__Passage__:
There are already a few pages on this wiki that can help you with putting up text/links/pictures on any page. The best reference page is;

Wikitext examples

which will get you upto speed. Along with this, when you create/edit a page, there is an edit bar that will input wikitext special characters for you, so you don't need to remember them all. Here are a few quick examples that are commonly used in this wiki if you don't want to read through the examples page;

  • <code>some example code</code> will make the sample code look like this:- some example code
  • <nowiki><some_markup> some code </some_markup></nowiki> will ignore all markups in 'nowiki' and result in:- <some_markup> some code </some_markup>
  • ''Italic text'' results in:- Italic text
  • '''Bold text''' results in:- Bold text
  • You are required to put a double 'return' in the edit text to see regular text on a new line (except with bullet points, numbered lists, titles, etc)
  • <!-- some hidden text --> will comment text and can only be seen in edit mode, can be used to keep old text without deleting it
  • <pre>some large code</pre> will put code into a special box and will show:-
    some large code
  • ==Title== and ===Subtitle=== will create a title and subtitle on a page, shown below:-

Title

Subtitle

  • ---- will add a line into the page:-

  • You can use :, * and # to indent, bullet point and number text respectively. The more characters you add (e.g. **, ***) the more you subdive the section. Adding more : will indent further, adding more * will bullet inside another bullet point and adding more # will split up numbered sections.


Basic links

Mediawiki makes it very easy to link to other pages as long as you are consistent on naming. The largest problem when using links (and are subsequently easily resolved) is when to use capital letters for page titles and whether or not to use underscores. Generally in links, use capital letters if the page has capital letters and don't use underscores (there are some exceptions, but even if you encounter them, you can just go back and replace them). Its best to test every link once you've created a page.

__Required task__: From the wiki formatting guide, list every markup that wraps text with repeated apostrophes or equal signs on both sides, and give what each one produces. Rely solely on the wiki formatting guide above for this one.

__Record excerpts__:
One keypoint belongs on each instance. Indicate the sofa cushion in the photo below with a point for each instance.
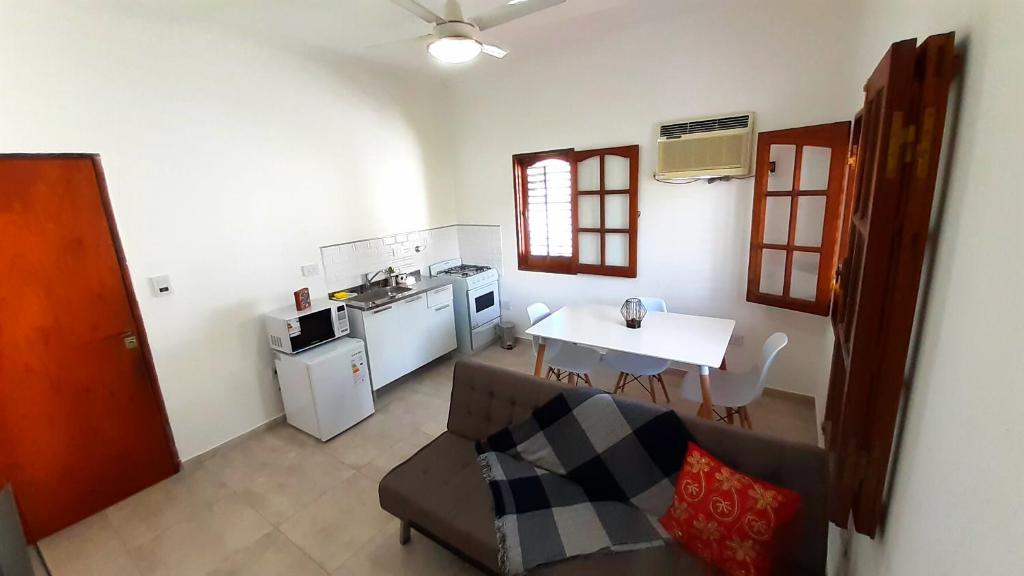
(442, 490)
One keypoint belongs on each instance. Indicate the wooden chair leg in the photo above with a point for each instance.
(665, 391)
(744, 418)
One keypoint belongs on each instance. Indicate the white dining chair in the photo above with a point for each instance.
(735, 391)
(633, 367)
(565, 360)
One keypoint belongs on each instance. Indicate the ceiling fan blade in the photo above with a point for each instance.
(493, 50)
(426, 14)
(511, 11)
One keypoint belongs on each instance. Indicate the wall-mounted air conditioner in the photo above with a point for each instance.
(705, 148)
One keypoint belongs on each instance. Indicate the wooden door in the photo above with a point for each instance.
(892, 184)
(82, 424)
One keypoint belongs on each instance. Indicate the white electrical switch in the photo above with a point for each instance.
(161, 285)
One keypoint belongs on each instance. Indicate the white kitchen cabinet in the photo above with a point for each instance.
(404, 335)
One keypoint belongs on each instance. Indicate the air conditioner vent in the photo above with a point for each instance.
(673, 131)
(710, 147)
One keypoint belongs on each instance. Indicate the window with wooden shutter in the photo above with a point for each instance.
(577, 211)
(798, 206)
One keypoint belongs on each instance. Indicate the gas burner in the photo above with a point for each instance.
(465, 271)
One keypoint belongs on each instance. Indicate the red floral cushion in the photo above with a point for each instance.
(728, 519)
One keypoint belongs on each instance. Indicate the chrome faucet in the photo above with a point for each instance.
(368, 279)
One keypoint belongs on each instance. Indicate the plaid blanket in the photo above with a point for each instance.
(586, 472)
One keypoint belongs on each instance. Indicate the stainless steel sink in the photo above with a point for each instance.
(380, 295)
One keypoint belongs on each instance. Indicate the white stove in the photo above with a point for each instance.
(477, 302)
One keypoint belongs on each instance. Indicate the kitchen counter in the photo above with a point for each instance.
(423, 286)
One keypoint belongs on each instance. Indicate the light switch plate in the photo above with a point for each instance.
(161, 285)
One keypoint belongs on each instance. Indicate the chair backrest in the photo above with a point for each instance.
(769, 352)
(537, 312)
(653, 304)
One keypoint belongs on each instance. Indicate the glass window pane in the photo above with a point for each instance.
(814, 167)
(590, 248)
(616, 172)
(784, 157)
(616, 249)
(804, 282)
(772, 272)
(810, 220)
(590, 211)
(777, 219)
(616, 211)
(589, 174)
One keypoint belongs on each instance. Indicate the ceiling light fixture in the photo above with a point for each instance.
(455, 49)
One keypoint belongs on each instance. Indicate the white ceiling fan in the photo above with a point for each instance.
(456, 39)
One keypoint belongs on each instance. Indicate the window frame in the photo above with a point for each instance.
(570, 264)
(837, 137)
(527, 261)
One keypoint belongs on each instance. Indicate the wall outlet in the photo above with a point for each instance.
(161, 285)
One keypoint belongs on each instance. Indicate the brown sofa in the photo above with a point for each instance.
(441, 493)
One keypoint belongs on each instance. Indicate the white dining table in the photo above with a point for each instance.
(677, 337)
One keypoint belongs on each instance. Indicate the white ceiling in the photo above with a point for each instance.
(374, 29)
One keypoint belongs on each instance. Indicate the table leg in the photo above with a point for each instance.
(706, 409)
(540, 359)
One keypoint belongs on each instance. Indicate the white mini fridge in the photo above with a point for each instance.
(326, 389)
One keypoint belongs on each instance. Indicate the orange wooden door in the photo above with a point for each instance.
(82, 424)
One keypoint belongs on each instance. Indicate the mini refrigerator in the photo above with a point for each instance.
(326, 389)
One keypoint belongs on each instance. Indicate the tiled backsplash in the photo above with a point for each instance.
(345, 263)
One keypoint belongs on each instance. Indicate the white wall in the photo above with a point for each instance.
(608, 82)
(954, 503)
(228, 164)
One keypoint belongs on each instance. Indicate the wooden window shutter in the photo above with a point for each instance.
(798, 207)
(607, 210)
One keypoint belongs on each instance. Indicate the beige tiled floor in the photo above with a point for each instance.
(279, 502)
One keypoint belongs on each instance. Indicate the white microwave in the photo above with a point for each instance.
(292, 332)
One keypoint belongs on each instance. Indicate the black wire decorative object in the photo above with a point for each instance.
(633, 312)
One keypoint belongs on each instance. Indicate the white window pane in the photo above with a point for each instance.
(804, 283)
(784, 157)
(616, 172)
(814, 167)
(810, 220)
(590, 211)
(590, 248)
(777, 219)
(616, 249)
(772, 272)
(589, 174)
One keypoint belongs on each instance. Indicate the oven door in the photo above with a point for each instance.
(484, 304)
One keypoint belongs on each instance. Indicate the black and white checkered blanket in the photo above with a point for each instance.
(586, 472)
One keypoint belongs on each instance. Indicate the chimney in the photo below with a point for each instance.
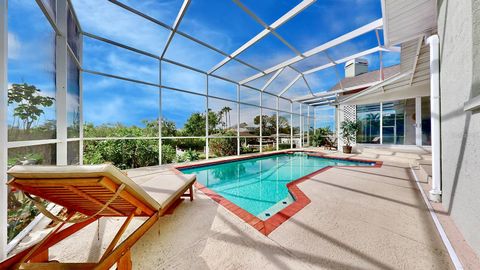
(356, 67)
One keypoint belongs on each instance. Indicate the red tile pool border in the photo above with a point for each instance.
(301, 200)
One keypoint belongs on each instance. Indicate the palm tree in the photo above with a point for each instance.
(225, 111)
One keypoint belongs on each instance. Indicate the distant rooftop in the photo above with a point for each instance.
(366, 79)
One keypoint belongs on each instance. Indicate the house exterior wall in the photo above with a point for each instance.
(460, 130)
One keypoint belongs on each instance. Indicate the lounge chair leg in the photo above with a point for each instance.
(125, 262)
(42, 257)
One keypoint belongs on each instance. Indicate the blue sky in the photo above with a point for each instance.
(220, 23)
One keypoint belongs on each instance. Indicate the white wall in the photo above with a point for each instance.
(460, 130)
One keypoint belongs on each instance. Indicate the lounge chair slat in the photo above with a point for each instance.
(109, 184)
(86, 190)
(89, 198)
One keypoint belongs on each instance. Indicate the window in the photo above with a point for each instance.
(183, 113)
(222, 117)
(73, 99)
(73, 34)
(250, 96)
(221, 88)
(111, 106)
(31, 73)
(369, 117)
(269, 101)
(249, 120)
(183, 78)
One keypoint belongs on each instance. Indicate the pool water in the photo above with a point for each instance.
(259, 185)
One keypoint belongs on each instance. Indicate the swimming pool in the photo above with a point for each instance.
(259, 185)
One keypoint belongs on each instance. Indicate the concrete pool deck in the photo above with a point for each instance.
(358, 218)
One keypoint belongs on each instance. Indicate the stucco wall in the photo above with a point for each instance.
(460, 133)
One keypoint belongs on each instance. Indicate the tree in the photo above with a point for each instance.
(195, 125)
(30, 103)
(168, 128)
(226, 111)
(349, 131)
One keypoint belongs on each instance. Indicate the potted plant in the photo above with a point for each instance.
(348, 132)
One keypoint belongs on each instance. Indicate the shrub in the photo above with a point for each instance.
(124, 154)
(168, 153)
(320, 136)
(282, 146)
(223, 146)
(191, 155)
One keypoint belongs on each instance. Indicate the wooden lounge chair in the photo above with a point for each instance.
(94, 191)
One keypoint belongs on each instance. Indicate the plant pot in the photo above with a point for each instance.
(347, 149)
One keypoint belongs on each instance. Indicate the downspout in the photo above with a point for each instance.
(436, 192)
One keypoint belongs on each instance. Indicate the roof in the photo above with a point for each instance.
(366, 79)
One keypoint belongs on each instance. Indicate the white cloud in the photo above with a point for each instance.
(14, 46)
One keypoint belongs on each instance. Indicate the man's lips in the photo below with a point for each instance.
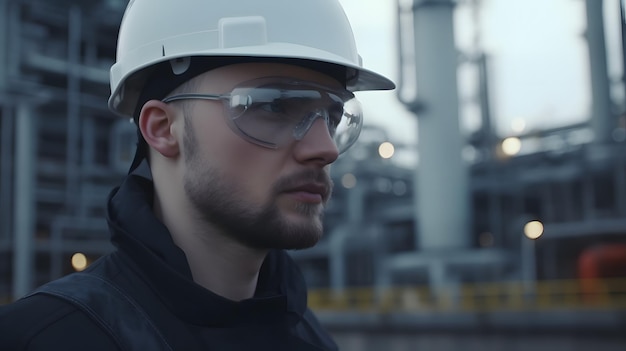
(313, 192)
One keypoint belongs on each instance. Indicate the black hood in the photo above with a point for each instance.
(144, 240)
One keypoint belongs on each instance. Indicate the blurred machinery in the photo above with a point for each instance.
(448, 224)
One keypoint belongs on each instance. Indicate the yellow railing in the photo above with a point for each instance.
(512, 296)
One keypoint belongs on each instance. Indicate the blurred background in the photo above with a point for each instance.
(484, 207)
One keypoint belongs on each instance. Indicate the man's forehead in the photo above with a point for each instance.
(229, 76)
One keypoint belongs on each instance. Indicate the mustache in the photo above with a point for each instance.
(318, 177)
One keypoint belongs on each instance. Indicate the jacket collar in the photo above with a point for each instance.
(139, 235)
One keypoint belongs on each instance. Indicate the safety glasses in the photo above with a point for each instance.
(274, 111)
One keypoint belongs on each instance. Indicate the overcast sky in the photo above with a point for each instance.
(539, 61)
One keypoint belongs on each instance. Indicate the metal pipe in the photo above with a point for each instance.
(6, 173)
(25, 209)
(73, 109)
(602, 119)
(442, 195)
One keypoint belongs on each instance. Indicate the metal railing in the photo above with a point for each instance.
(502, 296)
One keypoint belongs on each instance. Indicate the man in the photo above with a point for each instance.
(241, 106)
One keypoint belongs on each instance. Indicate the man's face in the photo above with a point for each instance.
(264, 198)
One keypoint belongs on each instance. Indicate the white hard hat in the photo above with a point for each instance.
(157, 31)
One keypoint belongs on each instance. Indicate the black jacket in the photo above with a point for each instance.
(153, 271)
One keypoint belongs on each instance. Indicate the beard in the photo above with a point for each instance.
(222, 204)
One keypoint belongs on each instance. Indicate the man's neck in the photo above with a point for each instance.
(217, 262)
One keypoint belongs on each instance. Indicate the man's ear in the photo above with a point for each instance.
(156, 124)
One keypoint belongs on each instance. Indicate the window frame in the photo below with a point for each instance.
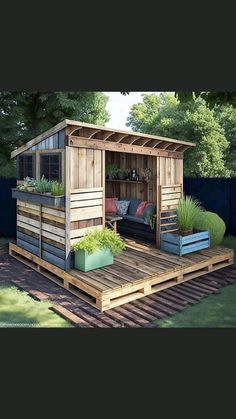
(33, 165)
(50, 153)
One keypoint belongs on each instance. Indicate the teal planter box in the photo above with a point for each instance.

__Output__:
- ''Italic text'' (two apostrophes on each side): italic text
- '''Bold text''' (three apostrophes on each side): bold text
- ==Title== (two equal signs on each side): a title on the page
- ===Subtitle=== (three equal signs on each side): a subtitle on the page